++++ GIVEN INFORMATION ++++

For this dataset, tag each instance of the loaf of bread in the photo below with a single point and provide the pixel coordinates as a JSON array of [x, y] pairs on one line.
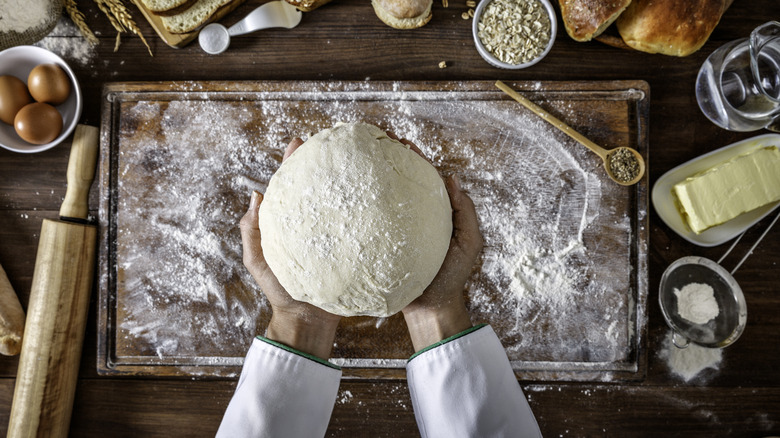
[[403, 14], [195, 16], [585, 19], [167, 7], [307, 5], [670, 27]]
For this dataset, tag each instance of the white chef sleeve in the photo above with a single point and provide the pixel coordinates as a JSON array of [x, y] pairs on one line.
[[464, 386], [281, 393]]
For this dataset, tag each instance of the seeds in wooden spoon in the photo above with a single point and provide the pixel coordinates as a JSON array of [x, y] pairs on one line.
[[623, 165]]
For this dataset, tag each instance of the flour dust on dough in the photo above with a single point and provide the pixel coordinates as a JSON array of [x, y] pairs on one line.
[[355, 222]]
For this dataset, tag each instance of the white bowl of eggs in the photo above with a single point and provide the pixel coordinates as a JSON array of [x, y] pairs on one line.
[[40, 99]]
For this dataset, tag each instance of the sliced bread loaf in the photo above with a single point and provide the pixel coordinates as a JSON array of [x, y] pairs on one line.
[[167, 7], [195, 16]]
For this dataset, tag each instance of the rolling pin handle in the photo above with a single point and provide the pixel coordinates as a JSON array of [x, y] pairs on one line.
[[81, 172]]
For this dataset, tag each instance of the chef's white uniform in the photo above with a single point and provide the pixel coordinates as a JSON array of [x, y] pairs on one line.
[[462, 386]]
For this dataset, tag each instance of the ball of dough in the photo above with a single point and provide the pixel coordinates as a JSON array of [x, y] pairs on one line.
[[355, 222]]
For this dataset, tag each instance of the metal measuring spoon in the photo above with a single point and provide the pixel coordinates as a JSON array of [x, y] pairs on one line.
[[215, 38]]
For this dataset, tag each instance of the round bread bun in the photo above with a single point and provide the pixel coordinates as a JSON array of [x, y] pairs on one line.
[[403, 14]]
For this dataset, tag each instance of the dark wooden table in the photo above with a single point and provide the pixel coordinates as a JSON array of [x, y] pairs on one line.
[[345, 41]]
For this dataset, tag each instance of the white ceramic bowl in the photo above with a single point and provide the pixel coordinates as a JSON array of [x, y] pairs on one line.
[[664, 202], [492, 60], [19, 61]]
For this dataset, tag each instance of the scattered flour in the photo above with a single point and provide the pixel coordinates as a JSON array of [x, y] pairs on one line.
[[689, 362], [66, 41], [696, 303], [555, 280], [20, 16]]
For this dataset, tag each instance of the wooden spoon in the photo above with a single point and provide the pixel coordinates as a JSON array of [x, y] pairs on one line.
[[607, 156]]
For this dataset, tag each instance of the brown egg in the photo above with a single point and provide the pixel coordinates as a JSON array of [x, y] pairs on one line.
[[49, 83], [13, 96], [38, 123]]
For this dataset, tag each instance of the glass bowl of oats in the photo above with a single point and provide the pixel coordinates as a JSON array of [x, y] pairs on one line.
[[514, 34]]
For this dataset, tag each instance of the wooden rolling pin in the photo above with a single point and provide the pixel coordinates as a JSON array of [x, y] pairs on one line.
[[59, 300], [11, 318]]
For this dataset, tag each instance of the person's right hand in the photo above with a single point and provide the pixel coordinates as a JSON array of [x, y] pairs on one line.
[[440, 312]]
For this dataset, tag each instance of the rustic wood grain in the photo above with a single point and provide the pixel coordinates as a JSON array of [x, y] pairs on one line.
[[345, 41]]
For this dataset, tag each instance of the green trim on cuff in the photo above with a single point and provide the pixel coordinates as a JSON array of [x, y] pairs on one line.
[[451, 338], [298, 352]]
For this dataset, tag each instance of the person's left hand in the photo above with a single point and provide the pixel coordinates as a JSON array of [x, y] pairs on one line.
[[294, 323]]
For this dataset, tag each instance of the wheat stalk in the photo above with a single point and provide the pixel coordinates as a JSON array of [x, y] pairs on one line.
[[78, 19], [117, 14]]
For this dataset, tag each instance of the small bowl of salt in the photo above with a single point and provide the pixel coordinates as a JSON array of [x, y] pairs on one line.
[[702, 303]]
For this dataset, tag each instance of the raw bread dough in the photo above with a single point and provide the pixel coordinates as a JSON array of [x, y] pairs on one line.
[[355, 222]]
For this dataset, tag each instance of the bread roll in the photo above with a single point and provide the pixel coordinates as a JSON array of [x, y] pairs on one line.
[[670, 27], [403, 14], [585, 19]]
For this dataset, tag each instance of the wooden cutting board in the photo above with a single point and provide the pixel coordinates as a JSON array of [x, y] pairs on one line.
[[562, 279]]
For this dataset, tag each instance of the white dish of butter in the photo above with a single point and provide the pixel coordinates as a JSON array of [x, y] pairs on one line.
[[667, 205]]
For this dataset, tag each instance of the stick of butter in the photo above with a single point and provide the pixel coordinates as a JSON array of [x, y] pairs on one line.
[[729, 189]]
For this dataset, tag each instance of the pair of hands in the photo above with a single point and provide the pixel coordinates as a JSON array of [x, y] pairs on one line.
[[438, 313]]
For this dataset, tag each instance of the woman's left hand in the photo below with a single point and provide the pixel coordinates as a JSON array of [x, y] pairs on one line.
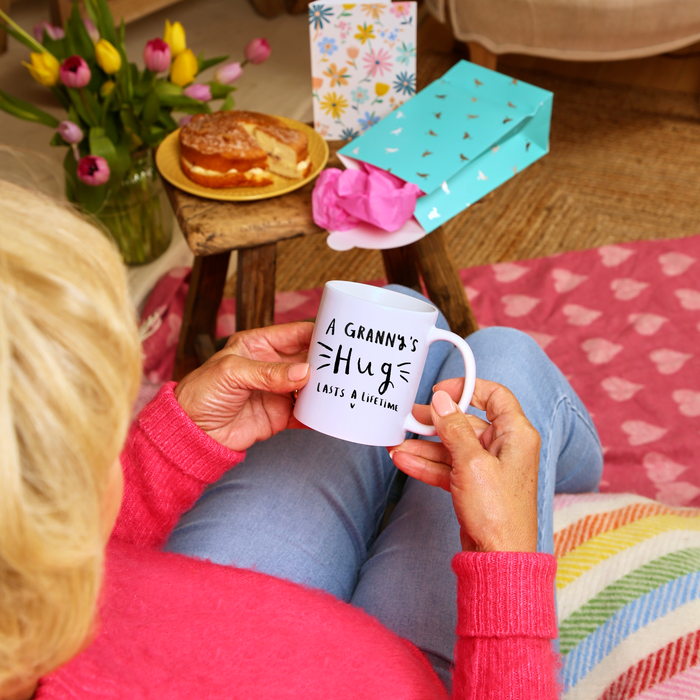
[[243, 394]]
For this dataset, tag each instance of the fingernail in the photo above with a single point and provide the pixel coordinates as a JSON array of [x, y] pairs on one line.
[[297, 372], [443, 404]]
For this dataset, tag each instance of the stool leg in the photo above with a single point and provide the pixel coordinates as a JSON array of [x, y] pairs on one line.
[[207, 282], [442, 282], [401, 268], [255, 287]]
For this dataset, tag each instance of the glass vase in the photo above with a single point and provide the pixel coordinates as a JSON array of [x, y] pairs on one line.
[[137, 213]]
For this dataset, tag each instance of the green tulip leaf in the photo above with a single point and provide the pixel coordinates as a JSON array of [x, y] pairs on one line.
[[151, 108], [100, 145], [130, 123], [25, 110], [182, 103], [209, 62], [80, 107], [58, 140], [165, 87]]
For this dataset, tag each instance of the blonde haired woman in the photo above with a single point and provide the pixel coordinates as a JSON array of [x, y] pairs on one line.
[[90, 605]]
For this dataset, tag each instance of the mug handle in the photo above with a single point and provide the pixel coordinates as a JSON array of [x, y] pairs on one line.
[[411, 424]]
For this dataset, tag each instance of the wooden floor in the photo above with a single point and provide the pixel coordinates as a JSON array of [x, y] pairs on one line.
[[624, 165]]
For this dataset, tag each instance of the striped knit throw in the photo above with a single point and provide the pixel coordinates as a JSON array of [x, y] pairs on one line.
[[628, 591]]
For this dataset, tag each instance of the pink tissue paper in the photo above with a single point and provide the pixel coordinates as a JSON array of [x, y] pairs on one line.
[[342, 199]]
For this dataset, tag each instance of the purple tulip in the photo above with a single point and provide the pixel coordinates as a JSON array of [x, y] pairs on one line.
[[198, 92], [75, 72], [93, 170], [91, 29], [257, 51], [157, 55], [70, 132], [228, 73], [53, 31]]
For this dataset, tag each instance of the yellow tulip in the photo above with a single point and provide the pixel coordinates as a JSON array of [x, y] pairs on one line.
[[184, 68], [108, 58], [381, 89], [106, 88], [43, 68], [174, 37]]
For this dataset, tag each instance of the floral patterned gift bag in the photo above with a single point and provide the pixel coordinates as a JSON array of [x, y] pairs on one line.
[[363, 63]]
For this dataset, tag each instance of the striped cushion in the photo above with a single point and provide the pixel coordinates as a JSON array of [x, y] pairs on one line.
[[628, 591]]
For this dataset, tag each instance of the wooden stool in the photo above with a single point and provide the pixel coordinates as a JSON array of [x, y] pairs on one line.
[[213, 229]]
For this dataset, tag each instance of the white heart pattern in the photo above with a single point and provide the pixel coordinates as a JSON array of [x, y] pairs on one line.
[[626, 289], [668, 361], [661, 469], [646, 324], [579, 315], [614, 255], [641, 433], [600, 350], [689, 298], [471, 293], [688, 402], [674, 264], [542, 339], [619, 389], [565, 280], [508, 272], [518, 304]]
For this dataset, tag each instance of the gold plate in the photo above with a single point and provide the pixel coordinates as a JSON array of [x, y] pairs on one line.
[[168, 162]]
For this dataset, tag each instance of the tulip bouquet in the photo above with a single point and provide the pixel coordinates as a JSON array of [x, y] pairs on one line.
[[117, 113]]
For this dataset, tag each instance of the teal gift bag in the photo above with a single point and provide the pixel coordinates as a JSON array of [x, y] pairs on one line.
[[459, 138]]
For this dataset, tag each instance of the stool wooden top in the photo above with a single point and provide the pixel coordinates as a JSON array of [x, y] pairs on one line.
[[211, 226]]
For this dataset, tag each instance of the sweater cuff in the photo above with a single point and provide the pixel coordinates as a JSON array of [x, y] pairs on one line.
[[182, 441], [505, 594]]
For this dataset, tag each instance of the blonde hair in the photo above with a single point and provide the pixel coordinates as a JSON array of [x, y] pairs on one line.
[[69, 371]]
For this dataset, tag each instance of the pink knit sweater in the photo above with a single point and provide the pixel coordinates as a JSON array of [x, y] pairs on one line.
[[175, 628]]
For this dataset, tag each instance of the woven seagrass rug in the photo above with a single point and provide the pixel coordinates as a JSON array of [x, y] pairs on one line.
[[623, 166]]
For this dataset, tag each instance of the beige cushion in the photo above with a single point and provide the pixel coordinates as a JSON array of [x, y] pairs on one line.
[[576, 30]]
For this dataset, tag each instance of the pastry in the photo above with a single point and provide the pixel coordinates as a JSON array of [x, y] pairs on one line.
[[241, 149]]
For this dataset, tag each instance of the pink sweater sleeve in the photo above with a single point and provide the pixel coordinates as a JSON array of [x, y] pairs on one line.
[[506, 621], [167, 462]]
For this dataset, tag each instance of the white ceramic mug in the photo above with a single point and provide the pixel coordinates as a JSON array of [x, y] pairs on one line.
[[366, 359]]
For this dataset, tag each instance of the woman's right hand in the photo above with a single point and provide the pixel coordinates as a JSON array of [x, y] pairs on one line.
[[490, 468]]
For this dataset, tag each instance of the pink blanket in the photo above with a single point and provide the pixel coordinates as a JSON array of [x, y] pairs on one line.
[[622, 322]]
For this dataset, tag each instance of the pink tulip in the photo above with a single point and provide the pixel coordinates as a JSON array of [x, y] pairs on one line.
[[91, 29], [70, 132], [75, 72], [257, 51], [53, 31], [228, 73], [157, 55], [93, 170], [198, 92]]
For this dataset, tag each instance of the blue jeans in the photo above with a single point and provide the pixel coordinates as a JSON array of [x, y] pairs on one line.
[[307, 507]]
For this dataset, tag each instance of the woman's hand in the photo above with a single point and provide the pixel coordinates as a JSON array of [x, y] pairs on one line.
[[243, 394], [489, 468]]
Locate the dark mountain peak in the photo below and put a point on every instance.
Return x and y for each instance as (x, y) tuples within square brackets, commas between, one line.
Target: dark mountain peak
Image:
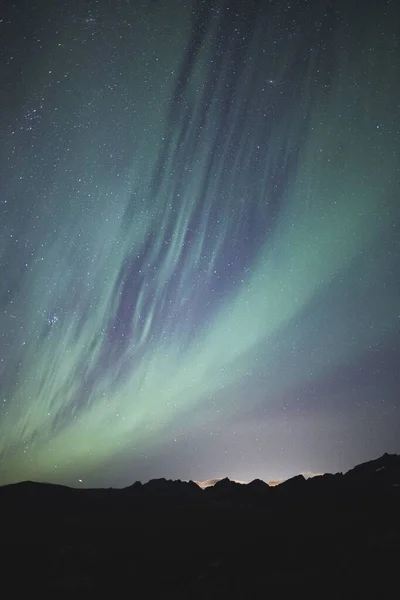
[(386, 462), (257, 485), (171, 487), (293, 484)]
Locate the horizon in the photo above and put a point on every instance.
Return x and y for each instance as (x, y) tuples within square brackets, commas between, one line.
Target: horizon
[(199, 239)]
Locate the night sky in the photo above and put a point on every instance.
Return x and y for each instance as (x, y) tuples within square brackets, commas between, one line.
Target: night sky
[(199, 238)]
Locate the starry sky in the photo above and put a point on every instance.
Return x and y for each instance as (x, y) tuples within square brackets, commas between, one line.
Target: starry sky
[(199, 238)]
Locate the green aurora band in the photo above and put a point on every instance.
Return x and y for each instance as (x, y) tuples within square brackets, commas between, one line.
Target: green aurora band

++++

PROBLEM TO WORK ON. Whenever "mountain" occurs in a line above, copy that line.

OUTPUT OF THE TASK.
Locate the dark mountain peak in the photo below and put a point on every instance.
Target: dark mountain peak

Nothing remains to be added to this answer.